(Stored items from a collection)
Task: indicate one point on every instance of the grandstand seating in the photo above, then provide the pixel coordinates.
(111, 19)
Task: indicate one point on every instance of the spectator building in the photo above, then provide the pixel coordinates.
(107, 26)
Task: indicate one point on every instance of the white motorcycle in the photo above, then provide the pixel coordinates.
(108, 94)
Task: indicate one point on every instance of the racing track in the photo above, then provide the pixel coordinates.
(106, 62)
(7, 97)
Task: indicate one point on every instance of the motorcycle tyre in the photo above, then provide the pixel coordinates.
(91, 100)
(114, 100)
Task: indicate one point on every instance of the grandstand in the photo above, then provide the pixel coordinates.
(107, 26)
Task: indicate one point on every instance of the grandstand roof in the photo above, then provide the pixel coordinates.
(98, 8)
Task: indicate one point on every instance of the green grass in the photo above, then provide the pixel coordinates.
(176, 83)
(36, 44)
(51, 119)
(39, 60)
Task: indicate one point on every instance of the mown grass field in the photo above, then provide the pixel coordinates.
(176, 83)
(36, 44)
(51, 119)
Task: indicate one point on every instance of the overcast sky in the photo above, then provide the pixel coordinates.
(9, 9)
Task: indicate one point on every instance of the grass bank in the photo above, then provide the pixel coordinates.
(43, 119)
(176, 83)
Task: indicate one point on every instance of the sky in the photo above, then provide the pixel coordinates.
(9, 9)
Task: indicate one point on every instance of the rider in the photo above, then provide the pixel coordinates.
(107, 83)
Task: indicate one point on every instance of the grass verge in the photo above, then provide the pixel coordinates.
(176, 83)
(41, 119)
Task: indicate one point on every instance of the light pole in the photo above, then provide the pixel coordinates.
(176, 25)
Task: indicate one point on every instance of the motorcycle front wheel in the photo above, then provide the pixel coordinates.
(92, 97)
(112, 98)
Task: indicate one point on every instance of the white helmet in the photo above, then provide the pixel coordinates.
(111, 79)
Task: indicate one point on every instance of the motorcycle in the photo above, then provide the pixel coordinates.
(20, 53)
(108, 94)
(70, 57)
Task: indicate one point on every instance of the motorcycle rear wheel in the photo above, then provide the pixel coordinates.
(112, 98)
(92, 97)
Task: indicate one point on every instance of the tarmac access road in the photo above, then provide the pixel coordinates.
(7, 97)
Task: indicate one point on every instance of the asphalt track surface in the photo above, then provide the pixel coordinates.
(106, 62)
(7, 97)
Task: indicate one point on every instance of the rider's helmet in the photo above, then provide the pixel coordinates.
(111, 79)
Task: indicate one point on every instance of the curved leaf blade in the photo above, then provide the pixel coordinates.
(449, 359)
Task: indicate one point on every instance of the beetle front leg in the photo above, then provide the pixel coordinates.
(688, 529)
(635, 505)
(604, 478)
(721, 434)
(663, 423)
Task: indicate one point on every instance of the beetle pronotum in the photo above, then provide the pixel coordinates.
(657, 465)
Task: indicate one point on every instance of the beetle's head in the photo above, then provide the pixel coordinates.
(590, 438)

**Exercise details:** Line by line, the data should be returned exactly as written.

**Answer to this task:**
Task: indicate one point on every instance of the grandstand seating in the photo above, then provide the pixel coordinates.
(111, 19)
Task: indicate one point on every instance of the spectator building in the photo above, then provide the pixel coordinates.
(107, 26)
Task: indicate one point on every instance of the white motorcycle in the photo above, then provide the pixel coordinates.
(108, 94)
Task: indicate one point on every instance of the racing track in the photo above, then provide the pixel coordinates.
(106, 62)
(7, 97)
Task: indicate one point on every instance of the motorcycle tyre in the photo above, then provide the pixel coordinates.
(91, 100)
(114, 100)
Task: indicate one point on every instance of the grandstand in the photo above, then provide the pixel coordinates.
(107, 26)
Task: indicate one point on every instance of the grandstand roof in the photo above, then provide the pixel coordinates.
(98, 8)
Task: indicate one point on every instance of the green grass in the photo above, then provide the pixel coordinates.
(176, 83)
(36, 44)
(51, 119)
(39, 60)
Task: indicate one point on every instance of the mown grass field in the photo above, then provide the pixel coordinates.
(176, 83)
(36, 44)
(51, 119)
Task: indicate one point on every instance of the overcast sky in the photo above, then provide the pixel coordinates.
(9, 9)
Task: indicate one point on every instance of the grass bank in the photo above, then provide the pixel coordinates.
(43, 119)
(176, 83)
Task: indicate one point on every instance of the sky in the photo above, then provide the pixel coordinates.
(9, 9)
Task: indicate one point on every instance of the rider in the photo above, then provide the pixel coordinates.
(107, 83)
Task: indicate one point on every instance of the grass verge in the photo above, then provide the pixel coordinates.
(176, 83)
(41, 119)
Task: indicate one point on every instance of the light pole in the photo above, then provide the pixel coordinates.
(176, 25)
Task: indicate one point on every instance of the motorcycle front wheel in the photo above, then provide the pixel coordinates.
(92, 97)
(112, 98)
Task: indicate one point on every instance of the white helmet in the photo above, then provide the pixel coordinates.
(111, 79)
Task: indicate one point on every instance of the motorcycle in the photo above, then provide the pixel coordinates.
(20, 53)
(108, 94)
(70, 57)
Task: indicate one point on every instance of the motorcycle rear wheel in the photo above, then provide the pixel coordinates.
(112, 98)
(92, 97)
Task: indicate one point on every instance of the tarmac access road in the photo above, then provide the pixel coordinates.
(7, 97)
Task: indicate one point on every instance of the asphalt track surface in the photo above, then provide the pixel coordinates.
(106, 62)
(7, 97)
Task: indicate one point on every instance of the rider's helmet in the photo above, then provide the pixel coordinates.
(111, 79)
Task: indicate one point on every instance of the curved leaf blade in the photo above, then provide the pixel coordinates.
(449, 359)
Task: indicate one point on every instance of the beetle front leg in the photo above, then provide the pixel coordinates.
(688, 529)
(635, 505)
(604, 478)
(721, 434)
(663, 423)
Task: indicate one point on every instance of the beetle pronotum in the photo above, then provide the pixel coordinates.
(657, 465)
Task: indicate one point on every instance of the beetle's head in the photo above, then provide the pixel coordinates.
(590, 438)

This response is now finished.